Extract:
"""

Our shippers or other interested stakeholders, such as state natural gas utility regulatory agencies, may challenge the rates or the terms and conditions of service applicable to our natural gas or crude oil pipeline tariffs, unless they have entered into agreements not to challenge such tariffs. The FERC has authority to investigate our rates and terms and conditions of service pursuant to NGA Section 5 for natural gas pipelines and the ICA for common carrier oil pipelines. Our crude oil contract shippers have generally agreed not to complain or protest rates unless they are in conflict with their contracts. FERC generally does not regulate crude oil transportation contracts, but contract rates must be filed with FERC and tariff rules and regulations generally apply to contract shippers. Our NGL pipeline is leased to a third party who obtained a temporary waiver for itself from the FERC from the tariff, filing and reporting requirements of the ICA, and during the term of the lease, we operate and maintain the pipeline at the lessee's discretion.

"""

Short task 1:
Reproduce the passage on pipeline rate regulation word for word.
Short task 2:
Render the stretch of the records from the line containing "Search the above image: is any candle flame" through the last line of the records as a JSON list of strings, one string per line, leaving out blank lines.
The passage on pipeline rate regulation and the records that come after it are separate material.

Raw data:
"""

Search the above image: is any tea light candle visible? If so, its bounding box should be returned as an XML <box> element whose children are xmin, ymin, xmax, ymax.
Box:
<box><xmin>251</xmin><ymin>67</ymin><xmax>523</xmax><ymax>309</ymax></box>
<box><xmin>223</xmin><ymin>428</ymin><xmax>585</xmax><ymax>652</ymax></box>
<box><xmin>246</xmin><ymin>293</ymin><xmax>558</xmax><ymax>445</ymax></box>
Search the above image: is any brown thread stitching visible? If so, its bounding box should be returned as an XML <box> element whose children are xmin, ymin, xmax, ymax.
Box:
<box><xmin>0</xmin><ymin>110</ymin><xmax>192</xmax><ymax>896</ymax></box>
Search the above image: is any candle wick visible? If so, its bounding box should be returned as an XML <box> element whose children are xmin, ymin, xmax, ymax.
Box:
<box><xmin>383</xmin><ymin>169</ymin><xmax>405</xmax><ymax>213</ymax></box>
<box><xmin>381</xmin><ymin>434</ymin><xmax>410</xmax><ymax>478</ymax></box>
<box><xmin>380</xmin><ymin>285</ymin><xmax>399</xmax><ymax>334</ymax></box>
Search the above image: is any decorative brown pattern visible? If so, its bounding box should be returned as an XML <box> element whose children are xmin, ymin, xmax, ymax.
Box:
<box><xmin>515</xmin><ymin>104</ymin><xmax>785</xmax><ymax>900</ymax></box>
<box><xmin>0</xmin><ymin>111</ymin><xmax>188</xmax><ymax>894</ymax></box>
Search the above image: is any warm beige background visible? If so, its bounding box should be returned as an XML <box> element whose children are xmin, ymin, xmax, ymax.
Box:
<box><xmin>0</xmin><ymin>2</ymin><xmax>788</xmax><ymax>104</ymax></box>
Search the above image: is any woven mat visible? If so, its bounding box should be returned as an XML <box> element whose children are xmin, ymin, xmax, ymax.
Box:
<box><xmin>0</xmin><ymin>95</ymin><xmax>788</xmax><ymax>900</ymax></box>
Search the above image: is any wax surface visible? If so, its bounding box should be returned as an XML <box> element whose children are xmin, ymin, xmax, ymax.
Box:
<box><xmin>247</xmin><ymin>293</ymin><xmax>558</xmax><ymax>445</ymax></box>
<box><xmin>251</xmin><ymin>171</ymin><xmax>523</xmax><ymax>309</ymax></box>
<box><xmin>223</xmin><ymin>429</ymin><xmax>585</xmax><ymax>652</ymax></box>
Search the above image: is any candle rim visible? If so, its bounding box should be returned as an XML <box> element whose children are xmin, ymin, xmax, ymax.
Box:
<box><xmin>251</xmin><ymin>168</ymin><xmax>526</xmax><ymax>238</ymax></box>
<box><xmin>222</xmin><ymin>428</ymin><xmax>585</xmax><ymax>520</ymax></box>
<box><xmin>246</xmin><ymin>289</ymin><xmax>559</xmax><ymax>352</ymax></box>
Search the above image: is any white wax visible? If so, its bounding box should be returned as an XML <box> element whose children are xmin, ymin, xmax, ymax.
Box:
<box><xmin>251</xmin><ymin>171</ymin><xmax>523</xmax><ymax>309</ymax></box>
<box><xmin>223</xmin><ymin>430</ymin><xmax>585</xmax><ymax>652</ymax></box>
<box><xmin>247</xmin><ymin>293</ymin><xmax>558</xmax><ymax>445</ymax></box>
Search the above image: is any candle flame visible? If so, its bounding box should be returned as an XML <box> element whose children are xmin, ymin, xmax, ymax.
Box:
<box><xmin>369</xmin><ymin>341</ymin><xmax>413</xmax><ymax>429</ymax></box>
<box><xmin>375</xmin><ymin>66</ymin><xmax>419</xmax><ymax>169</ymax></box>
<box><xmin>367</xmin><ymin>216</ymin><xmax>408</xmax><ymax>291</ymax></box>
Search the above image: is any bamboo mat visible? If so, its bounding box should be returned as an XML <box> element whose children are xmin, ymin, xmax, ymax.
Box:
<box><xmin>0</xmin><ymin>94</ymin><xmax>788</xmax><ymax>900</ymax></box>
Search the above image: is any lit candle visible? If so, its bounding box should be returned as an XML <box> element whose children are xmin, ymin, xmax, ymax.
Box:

"""

Full response 1:
Our shippers or other interested stakeholders, such as state natural gas utility regulatory agencies, may challenge the rates or the terms and conditions of service applicable to our natural gas or crude oil pipeline tariffs, unless they have entered into agreements not to challenge such tariffs. The FERC has authority to investigate our rates and terms and conditions of service pursuant to NGA Section 5 for natural gas pipelines and the ICA for common carrier oil pipelines. Our crude oil contract shippers have generally agreed not to complain or protest rates unless they are in conflict with their contracts. FERC generally does not regulate crude oil transportation contracts, but contract rates must be filed with FERC and tariff rules and regulations generally apply to contract shippers. Our NGL pipeline is leased to a third party who obtained a temporary waiver for itself from the FERC from the tariff, filing and reporting requirements of the ICA, and during the term of the lease, we operate and maintain the pipeline at the lessee's discretion.

Full response 2:
[
  "Search the above image: is any candle flame visible? If so, its bounding box should be returned as an XML <box> element whose children are xmin, ymin, xmax, ymax.",
  "Box:",
  "<box><xmin>369</xmin><ymin>341</ymin><xmax>413</xmax><ymax>429</ymax></box>",
  "<box><xmin>375</xmin><ymin>66</ymin><xmax>419</xmax><ymax>169</ymax></box>",
  "<box><xmin>367</xmin><ymin>216</ymin><xmax>408</xmax><ymax>291</ymax></box>",
  "Search the above image: is any bamboo mat visible? If so, its bounding box should be returned as an XML <box> element whose children are xmin, ymin, xmax, ymax.",
  "Box:",
  "<box><xmin>0</xmin><ymin>94</ymin><xmax>788</xmax><ymax>900</ymax></box>",
  "Search the above image: is any lit candle visible? If so, its bounding box should be returned as an XML <box> element whose children are xmin, ymin, xmax, ymax.",
  "Box:"
]